**PROBLEM DETAILS:**
Records follow. Select each line holding "target".

**MATERIAL FOR THIS EXERCISE:**

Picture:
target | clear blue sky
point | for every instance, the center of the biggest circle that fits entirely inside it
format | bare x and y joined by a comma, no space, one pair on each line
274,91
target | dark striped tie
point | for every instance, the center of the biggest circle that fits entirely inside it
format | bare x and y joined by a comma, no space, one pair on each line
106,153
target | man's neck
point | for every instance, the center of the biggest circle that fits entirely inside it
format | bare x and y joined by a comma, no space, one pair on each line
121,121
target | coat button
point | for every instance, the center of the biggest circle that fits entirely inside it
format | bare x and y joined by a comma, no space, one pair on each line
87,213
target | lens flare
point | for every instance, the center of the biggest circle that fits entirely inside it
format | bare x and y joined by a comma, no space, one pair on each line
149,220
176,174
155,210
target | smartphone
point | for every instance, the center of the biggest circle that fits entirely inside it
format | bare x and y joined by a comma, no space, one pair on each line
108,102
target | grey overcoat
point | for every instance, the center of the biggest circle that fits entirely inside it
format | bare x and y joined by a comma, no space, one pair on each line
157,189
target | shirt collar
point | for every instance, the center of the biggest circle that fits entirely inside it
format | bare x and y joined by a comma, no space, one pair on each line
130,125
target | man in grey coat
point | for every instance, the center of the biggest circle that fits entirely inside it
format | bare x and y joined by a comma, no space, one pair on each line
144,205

**RESPONSE AREA:**
target | clear blue sky
target | dark striped tie
target | man's neck
target | coat button
target | lens flare
target | smartphone
target | grey overcoat
target | shirt collar
target | man in grey coat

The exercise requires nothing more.